- _WHAT TO DO_
Write out the material word for word, starting at the line containing "Put a marker on each instance of the framed" and ending at the line containing "[(240, 175)]", with both of those lines included.

- _Items from a dataset_
___

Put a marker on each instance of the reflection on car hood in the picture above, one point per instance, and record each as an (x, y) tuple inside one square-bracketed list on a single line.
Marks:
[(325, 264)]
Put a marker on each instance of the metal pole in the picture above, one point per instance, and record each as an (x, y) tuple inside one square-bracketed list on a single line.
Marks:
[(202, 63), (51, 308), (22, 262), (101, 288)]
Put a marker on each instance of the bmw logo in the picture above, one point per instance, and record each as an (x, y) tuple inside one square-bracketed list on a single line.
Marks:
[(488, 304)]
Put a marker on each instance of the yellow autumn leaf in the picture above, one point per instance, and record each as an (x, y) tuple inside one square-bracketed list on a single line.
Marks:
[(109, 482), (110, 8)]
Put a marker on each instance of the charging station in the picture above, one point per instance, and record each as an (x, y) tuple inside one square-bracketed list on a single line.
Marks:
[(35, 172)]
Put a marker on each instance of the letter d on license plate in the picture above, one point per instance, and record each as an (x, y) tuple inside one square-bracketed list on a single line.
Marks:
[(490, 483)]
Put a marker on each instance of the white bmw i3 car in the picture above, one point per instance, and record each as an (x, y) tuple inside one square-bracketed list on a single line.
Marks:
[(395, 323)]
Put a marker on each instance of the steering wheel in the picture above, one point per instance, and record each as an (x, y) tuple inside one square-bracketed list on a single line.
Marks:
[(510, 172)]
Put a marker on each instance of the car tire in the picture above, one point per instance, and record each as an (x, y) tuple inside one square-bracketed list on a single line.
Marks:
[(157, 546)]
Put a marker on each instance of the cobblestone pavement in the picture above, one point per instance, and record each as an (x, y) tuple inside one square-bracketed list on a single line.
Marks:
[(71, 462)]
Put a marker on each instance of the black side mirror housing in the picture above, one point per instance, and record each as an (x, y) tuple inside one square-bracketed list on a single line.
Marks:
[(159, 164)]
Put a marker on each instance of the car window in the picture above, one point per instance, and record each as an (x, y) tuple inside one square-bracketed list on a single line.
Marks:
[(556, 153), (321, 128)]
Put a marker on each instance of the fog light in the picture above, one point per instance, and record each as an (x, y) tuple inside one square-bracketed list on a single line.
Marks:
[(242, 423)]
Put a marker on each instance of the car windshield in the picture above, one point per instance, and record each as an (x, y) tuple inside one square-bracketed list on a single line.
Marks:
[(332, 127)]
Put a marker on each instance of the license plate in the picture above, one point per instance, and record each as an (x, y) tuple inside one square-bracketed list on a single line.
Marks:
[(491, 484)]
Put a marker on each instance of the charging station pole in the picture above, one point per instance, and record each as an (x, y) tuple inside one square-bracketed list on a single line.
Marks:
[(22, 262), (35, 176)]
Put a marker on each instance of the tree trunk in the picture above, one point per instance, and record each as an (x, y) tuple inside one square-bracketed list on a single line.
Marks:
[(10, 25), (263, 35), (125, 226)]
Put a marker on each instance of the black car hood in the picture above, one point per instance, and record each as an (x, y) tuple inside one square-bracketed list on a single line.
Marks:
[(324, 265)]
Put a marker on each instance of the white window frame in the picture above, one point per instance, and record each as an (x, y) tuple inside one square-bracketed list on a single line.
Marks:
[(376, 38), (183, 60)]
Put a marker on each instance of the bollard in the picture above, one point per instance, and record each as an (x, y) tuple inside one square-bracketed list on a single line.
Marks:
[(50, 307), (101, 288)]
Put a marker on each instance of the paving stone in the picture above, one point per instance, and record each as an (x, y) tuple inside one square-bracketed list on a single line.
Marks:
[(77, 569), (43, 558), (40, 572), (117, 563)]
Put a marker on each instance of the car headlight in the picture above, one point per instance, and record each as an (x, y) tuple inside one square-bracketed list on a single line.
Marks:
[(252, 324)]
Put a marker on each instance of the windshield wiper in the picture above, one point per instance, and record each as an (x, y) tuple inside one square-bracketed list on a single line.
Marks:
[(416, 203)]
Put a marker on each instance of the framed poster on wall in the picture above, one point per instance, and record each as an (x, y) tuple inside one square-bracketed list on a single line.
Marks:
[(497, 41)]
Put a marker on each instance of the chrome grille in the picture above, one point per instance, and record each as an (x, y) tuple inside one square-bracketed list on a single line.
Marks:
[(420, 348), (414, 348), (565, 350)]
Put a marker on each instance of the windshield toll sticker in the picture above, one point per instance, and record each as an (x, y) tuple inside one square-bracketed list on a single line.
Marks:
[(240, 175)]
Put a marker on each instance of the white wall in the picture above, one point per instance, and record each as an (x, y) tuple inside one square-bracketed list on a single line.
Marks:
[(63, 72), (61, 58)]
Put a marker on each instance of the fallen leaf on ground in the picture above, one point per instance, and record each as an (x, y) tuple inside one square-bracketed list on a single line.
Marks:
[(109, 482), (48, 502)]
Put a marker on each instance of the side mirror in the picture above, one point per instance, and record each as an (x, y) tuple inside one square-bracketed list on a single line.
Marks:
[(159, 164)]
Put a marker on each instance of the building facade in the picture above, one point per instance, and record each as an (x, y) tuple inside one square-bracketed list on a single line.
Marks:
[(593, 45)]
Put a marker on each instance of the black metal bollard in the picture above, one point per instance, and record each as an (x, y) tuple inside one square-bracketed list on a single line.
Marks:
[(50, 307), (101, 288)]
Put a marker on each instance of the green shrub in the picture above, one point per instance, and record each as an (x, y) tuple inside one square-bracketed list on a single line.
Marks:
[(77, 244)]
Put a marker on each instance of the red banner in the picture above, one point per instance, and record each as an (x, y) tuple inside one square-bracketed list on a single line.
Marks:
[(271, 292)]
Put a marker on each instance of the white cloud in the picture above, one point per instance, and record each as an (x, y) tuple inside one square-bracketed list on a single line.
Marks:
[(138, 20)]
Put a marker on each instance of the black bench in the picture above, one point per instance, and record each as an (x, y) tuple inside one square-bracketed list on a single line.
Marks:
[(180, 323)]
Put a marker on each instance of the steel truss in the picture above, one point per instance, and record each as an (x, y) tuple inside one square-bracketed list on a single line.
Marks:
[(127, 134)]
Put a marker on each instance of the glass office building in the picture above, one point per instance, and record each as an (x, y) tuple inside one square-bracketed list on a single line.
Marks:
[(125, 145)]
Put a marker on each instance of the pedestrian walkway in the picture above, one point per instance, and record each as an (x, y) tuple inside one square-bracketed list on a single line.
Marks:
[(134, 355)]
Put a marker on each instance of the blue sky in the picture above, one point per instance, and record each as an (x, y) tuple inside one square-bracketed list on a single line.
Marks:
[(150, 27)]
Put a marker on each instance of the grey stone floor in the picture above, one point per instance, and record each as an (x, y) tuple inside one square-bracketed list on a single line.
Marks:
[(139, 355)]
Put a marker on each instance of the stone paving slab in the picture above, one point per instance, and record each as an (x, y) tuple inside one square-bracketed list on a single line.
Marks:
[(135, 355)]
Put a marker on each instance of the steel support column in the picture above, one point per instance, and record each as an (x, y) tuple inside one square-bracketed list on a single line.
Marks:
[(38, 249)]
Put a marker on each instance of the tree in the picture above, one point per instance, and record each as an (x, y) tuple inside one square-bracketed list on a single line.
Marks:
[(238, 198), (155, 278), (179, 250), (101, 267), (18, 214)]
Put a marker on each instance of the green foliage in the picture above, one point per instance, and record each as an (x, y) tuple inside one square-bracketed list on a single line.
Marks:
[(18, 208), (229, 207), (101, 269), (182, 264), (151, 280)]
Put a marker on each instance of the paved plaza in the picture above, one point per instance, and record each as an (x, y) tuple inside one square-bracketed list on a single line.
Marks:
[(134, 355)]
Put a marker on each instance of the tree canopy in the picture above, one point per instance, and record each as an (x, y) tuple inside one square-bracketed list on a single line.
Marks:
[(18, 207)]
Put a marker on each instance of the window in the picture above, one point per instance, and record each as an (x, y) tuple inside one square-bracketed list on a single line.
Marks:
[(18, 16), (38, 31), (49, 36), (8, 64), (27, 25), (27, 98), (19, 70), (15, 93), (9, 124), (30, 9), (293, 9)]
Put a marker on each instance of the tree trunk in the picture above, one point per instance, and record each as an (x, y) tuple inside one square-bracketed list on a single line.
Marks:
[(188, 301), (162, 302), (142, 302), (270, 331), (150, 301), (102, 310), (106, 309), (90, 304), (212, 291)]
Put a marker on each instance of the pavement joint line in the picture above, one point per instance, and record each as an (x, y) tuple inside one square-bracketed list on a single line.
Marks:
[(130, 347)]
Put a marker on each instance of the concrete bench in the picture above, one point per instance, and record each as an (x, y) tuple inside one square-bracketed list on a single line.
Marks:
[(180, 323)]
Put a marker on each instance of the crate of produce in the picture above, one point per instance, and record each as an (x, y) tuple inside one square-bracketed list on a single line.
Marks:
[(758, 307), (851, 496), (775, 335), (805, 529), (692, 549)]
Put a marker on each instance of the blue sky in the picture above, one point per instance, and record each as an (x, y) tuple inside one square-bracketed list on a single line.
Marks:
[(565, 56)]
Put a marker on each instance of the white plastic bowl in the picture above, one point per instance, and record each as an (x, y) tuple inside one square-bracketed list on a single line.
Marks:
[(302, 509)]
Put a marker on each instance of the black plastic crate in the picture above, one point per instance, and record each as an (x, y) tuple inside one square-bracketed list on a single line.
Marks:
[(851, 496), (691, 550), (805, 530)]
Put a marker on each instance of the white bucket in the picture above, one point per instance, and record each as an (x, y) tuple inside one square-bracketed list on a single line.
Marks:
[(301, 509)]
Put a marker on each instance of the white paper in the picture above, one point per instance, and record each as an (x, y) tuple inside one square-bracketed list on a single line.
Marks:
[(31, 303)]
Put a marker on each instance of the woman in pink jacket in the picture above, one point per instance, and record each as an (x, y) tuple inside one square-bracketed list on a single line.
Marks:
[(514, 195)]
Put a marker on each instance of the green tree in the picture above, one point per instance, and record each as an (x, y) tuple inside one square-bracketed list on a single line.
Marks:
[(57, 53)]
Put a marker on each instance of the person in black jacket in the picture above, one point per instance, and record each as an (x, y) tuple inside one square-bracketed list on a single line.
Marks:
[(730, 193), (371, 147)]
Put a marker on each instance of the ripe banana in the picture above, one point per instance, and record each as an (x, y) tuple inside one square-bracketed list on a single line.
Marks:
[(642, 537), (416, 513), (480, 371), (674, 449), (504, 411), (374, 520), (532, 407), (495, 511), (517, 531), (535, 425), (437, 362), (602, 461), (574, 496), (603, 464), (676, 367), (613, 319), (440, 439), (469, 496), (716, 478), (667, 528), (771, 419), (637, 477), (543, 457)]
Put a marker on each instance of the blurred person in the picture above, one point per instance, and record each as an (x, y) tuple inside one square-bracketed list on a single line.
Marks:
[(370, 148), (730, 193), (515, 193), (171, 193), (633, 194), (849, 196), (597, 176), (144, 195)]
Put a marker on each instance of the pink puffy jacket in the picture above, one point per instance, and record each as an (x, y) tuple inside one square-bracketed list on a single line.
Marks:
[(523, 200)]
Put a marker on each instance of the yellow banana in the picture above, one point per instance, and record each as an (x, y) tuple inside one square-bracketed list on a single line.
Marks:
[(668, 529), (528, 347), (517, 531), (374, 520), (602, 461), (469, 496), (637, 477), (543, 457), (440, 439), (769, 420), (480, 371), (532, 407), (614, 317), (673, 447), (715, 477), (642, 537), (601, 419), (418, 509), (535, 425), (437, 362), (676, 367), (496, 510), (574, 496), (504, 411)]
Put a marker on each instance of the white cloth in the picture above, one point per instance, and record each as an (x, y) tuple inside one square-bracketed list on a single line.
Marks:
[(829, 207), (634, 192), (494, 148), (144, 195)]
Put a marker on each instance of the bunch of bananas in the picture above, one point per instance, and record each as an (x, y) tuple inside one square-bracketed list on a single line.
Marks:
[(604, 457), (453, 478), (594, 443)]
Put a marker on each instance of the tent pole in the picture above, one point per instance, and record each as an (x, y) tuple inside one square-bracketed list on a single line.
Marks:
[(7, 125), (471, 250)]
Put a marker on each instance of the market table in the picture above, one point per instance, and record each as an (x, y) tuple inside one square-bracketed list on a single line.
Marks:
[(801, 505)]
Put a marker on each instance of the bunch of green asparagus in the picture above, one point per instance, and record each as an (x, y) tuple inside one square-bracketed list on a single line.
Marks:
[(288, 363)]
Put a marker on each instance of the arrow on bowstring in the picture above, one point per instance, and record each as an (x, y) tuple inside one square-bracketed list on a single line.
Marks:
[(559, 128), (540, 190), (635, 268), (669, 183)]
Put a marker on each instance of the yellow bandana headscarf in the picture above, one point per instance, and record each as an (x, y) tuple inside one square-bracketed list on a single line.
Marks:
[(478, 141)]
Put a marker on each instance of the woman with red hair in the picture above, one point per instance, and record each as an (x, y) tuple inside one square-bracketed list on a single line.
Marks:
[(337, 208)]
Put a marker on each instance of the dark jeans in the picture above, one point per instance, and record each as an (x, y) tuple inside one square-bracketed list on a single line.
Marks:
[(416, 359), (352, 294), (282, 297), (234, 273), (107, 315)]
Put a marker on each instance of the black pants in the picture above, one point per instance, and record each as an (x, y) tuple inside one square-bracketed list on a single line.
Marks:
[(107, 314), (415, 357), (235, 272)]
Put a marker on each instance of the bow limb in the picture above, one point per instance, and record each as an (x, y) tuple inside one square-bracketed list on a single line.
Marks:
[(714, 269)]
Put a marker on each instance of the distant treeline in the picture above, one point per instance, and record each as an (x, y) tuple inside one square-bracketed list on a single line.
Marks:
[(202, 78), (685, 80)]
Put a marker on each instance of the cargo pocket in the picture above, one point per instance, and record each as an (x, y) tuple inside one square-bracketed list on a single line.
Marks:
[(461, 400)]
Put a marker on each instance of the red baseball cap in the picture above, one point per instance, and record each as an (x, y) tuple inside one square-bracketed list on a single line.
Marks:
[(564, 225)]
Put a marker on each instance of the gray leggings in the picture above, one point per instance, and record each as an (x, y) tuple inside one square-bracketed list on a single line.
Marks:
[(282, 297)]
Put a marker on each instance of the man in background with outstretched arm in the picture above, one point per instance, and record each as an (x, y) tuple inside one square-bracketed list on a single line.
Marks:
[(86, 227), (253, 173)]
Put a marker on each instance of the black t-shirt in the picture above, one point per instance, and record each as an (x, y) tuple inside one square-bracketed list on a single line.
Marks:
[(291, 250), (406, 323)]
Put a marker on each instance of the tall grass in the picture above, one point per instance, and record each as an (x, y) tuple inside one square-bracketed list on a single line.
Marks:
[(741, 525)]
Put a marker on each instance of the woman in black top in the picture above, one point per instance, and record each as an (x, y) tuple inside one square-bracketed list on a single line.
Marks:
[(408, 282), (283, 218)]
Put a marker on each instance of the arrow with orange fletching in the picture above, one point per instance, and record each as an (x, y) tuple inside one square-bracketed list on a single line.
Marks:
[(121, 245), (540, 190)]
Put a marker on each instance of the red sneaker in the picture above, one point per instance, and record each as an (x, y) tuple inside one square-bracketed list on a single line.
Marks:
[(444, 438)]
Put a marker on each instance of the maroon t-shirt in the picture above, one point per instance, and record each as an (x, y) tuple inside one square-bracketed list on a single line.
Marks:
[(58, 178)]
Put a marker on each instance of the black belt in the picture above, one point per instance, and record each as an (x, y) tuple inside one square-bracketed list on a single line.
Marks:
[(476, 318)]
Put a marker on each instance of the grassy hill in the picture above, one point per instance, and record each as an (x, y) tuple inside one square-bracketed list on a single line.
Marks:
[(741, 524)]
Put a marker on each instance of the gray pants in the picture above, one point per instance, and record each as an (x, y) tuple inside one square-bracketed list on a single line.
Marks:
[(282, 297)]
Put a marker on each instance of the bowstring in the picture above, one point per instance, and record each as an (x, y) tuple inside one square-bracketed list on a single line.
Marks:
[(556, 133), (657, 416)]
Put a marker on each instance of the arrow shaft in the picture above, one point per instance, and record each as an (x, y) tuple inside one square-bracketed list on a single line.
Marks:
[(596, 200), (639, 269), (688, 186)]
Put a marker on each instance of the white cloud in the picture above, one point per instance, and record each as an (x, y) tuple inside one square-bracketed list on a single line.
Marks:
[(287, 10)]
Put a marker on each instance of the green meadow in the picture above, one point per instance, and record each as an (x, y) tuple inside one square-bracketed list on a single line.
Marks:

___

- _SOLVED PROBLEM_
Put a marker on each instance of the framed poster on wall in the picture above, one point per instance, and record each as an (x, y) tuple inside one square-bracketed list on a single line.
Marks:
[(497, 41)]
Put a marker on each instance of the chrome grille in the picture above, one point per instance, and record each as an (x, y) tuple inside one square-bracketed list on a single line.
Marks:
[(420, 348), (414, 348), (565, 350)]
Put a marker on each instance of the windshield toll sticker in the picture above, one point per instance, and record each as an (x, y) tuple inside one square-bracketed list on a single line.
Marks:
[(240, 175)]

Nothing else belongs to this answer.